▶ **What the task asks**
One part of the entries below is wanted: the lines from the one containing "Target: blue tarpaulin" through the one containing "Task: kindly identify the blue boat". Write those out exactly and nothing else.

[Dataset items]
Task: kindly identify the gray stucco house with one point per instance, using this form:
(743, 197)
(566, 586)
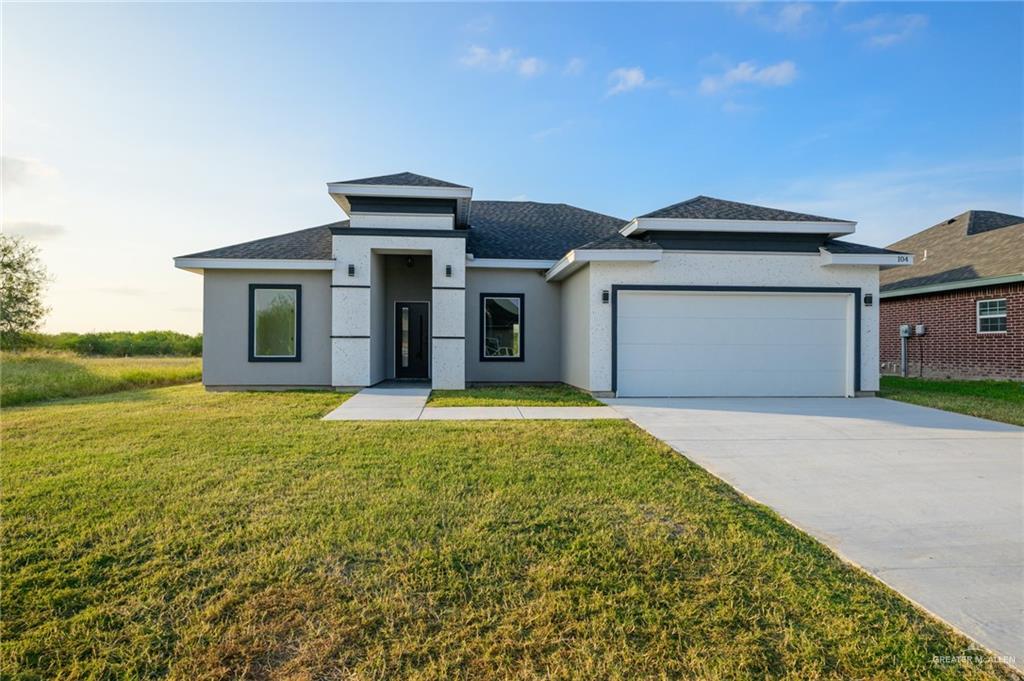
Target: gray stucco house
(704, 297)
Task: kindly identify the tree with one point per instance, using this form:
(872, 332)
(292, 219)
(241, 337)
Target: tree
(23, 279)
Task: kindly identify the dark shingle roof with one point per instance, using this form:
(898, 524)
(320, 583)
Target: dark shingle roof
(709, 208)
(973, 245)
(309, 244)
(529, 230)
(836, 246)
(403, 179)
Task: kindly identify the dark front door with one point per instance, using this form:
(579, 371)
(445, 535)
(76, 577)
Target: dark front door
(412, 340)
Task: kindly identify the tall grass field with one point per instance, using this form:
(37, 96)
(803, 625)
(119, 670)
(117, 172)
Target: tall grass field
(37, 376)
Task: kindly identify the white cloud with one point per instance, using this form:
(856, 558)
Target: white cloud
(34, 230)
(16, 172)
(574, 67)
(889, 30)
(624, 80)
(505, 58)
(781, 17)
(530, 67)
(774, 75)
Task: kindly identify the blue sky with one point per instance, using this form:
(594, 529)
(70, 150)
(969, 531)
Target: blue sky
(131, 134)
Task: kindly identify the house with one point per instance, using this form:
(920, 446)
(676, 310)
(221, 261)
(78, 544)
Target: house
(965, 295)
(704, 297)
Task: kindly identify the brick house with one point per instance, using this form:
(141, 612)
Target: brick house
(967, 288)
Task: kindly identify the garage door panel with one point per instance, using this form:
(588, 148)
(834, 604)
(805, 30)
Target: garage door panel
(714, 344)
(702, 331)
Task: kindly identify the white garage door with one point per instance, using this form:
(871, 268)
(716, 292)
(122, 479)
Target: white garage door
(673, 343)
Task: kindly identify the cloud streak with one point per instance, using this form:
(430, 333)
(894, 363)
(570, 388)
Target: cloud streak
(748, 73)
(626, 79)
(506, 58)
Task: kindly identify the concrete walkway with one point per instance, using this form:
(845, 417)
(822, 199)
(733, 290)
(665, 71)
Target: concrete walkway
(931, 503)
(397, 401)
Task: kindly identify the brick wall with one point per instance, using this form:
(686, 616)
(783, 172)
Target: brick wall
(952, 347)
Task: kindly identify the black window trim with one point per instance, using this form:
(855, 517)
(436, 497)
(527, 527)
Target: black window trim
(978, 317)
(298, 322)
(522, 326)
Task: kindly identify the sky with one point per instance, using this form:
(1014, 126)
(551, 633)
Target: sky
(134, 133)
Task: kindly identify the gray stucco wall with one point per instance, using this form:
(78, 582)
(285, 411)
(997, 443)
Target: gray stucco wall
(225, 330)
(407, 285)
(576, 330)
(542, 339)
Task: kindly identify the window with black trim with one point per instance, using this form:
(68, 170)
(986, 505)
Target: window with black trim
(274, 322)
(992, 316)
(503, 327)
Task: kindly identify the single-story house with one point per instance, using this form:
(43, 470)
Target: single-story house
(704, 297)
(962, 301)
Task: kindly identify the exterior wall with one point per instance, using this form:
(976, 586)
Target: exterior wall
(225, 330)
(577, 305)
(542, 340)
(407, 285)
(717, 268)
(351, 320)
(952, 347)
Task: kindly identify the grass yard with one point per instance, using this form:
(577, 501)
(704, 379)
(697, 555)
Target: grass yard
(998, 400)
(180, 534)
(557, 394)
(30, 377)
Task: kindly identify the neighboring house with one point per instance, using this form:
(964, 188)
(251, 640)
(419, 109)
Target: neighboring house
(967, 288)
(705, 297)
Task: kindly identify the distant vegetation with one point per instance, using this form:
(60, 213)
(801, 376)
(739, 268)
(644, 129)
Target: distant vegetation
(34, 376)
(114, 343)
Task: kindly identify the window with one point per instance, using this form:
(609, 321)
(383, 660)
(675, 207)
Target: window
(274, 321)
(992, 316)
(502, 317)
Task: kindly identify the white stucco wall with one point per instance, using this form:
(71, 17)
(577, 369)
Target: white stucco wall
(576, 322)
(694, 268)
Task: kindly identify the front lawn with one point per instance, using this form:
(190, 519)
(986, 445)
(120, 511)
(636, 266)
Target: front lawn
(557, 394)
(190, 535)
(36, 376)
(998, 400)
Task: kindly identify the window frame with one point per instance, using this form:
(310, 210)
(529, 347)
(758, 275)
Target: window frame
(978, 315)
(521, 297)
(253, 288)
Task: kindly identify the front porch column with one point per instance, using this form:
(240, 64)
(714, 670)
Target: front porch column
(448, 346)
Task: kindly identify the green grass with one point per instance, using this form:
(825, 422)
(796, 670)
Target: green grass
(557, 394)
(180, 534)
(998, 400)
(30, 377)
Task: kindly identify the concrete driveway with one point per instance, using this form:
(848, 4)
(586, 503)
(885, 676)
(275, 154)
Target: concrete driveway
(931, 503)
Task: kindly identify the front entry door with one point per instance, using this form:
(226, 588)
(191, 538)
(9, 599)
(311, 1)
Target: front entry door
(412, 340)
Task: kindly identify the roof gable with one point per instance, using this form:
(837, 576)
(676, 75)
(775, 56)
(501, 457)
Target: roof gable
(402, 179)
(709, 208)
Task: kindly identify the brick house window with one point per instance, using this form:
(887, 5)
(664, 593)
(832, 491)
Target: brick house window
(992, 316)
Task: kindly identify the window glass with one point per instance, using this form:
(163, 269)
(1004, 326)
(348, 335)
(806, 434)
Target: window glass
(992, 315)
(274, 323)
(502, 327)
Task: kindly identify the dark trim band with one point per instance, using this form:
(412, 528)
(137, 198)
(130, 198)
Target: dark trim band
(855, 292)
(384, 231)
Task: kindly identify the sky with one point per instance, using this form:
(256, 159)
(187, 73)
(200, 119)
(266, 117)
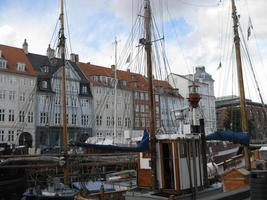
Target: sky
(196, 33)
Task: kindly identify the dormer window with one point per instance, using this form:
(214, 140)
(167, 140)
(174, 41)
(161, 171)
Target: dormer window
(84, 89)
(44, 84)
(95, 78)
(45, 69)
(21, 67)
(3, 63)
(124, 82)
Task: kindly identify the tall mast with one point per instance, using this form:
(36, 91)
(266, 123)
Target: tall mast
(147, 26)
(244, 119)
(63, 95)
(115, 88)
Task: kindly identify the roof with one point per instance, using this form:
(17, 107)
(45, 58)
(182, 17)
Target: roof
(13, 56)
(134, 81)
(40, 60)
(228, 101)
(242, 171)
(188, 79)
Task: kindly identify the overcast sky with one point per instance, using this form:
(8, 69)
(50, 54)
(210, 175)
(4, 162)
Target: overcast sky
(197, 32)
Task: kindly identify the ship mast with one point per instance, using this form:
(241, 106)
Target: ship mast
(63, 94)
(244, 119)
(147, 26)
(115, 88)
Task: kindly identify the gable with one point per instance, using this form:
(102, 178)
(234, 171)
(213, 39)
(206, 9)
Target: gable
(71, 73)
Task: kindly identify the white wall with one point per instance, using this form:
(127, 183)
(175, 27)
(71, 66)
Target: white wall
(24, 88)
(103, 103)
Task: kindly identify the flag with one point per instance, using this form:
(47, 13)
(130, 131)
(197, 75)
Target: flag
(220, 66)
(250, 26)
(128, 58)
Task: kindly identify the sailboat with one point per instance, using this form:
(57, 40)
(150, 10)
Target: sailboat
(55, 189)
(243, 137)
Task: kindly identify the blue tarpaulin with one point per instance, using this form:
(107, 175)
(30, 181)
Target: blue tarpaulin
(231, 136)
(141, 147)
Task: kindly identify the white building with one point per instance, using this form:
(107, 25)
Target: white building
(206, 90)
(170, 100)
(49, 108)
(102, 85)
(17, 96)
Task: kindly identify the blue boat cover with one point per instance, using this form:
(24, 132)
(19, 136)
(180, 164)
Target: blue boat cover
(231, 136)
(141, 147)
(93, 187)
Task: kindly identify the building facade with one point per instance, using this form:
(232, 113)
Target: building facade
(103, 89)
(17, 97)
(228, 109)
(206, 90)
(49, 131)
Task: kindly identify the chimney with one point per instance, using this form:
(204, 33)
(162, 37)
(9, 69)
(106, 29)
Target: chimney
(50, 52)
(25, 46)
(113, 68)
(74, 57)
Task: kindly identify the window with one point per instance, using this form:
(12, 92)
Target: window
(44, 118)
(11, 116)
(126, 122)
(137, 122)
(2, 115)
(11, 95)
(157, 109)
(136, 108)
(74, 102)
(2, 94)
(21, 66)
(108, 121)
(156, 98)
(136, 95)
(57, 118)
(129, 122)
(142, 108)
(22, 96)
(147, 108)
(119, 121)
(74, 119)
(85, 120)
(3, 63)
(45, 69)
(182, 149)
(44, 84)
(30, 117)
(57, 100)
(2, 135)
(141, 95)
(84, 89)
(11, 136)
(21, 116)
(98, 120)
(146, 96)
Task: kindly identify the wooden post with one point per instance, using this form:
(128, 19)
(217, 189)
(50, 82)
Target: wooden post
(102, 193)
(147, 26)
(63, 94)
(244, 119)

---

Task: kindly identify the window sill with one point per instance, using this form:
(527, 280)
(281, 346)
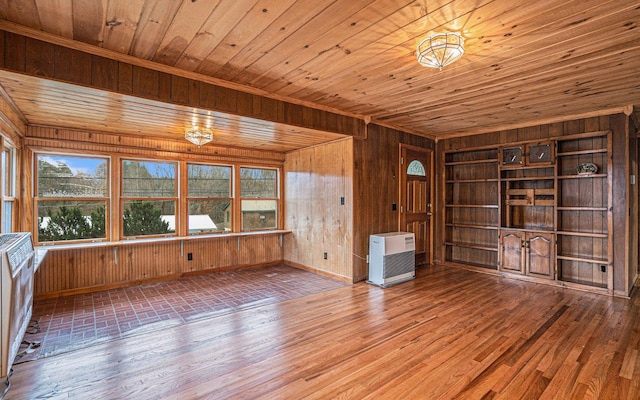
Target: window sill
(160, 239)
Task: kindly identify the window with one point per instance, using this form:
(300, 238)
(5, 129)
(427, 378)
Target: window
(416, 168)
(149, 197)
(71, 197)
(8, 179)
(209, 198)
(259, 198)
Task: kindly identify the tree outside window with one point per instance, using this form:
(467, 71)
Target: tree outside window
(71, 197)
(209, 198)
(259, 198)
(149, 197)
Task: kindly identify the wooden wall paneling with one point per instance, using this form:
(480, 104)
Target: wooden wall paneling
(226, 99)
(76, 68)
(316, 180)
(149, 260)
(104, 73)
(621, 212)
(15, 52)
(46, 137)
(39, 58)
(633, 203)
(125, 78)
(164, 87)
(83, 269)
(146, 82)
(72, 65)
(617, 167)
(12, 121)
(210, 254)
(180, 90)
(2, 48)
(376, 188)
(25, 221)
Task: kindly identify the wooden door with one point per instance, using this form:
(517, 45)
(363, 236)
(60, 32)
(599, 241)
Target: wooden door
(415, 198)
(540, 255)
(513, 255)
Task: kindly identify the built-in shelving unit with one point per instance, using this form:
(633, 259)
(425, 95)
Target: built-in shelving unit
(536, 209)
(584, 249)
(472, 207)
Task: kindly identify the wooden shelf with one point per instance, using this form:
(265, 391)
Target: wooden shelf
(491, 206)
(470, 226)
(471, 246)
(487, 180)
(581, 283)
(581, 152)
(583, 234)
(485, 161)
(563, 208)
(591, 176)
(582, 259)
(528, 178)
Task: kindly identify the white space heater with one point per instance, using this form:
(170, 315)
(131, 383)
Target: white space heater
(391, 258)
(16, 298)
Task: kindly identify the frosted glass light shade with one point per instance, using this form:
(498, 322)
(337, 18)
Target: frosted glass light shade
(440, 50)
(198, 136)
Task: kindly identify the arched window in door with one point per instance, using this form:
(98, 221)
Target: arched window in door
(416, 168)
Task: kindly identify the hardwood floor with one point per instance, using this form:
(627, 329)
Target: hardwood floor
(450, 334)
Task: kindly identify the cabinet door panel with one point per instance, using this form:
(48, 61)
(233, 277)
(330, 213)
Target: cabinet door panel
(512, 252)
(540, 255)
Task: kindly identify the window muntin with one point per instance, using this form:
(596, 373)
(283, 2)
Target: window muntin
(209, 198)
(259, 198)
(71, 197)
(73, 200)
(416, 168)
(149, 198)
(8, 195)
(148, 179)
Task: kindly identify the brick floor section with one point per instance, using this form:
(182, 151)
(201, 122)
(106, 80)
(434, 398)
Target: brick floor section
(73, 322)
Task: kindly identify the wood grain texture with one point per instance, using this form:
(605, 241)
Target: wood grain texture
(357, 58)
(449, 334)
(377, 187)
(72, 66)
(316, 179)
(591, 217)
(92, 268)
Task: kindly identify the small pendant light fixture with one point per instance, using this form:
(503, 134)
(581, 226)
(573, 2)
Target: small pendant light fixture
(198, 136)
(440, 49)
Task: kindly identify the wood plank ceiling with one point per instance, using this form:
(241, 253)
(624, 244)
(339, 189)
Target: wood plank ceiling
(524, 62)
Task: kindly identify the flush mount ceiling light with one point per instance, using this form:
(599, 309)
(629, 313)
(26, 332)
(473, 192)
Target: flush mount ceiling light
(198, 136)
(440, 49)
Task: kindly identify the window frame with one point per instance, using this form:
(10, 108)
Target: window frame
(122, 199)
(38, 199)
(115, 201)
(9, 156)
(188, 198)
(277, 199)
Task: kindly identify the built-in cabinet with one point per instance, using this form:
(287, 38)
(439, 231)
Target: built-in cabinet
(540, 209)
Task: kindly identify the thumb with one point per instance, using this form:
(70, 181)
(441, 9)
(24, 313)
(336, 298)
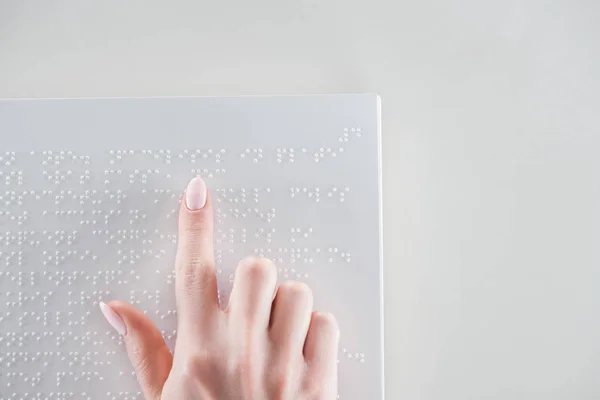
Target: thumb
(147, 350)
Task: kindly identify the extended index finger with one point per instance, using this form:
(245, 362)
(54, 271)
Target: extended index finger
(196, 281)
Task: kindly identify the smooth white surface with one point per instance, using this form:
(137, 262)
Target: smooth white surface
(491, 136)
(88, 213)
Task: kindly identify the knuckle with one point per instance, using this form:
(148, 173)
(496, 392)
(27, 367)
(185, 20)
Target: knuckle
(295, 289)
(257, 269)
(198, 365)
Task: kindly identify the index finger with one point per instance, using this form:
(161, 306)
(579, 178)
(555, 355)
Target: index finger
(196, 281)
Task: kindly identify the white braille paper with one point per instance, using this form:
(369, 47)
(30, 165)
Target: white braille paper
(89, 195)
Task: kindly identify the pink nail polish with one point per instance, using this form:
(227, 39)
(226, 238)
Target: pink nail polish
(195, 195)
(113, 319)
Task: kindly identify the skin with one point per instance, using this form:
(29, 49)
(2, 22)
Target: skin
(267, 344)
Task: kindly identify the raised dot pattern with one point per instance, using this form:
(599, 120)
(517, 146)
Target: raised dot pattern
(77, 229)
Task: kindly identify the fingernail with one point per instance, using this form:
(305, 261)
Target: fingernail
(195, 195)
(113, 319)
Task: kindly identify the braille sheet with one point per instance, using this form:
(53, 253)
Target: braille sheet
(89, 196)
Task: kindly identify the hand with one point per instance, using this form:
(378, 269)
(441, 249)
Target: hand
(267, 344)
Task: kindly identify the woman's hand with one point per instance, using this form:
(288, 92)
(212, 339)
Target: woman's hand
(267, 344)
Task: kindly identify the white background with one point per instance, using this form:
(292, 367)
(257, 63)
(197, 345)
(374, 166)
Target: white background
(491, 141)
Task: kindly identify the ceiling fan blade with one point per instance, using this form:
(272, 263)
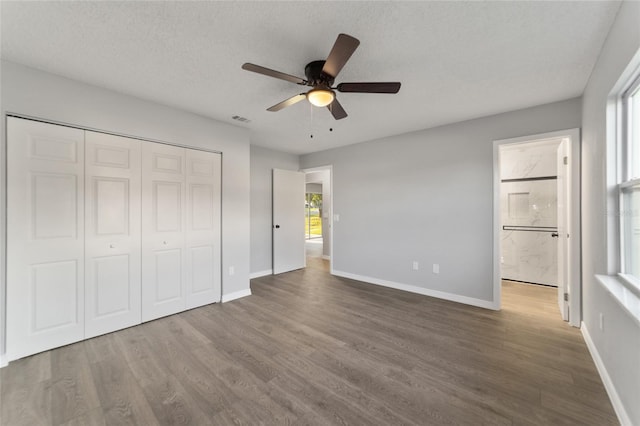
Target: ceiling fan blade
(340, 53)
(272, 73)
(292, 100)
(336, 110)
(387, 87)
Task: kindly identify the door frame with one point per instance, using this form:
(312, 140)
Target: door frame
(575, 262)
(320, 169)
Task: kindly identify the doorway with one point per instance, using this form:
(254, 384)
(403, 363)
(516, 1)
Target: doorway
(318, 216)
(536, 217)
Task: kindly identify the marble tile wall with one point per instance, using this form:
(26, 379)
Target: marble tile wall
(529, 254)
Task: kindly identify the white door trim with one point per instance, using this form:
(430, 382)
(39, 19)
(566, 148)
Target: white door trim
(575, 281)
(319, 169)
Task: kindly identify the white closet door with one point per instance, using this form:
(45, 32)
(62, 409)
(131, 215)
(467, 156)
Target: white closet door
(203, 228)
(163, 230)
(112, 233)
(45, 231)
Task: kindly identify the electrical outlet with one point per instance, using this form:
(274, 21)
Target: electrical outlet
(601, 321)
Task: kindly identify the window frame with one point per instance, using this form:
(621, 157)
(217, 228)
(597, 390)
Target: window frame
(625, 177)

▶ **Written answer**
Target: blue tarpaulin
(231, 136)
(141, 147)
Task: kindly identify the white building with one point per instance, using this form:
(107, 25)
Target: white building
(206, 90)
(170, 100)
(49, 108)
(102, 85)
(17, 96)
Task: kindly identify the blue boat cover with one point per instance, using this form:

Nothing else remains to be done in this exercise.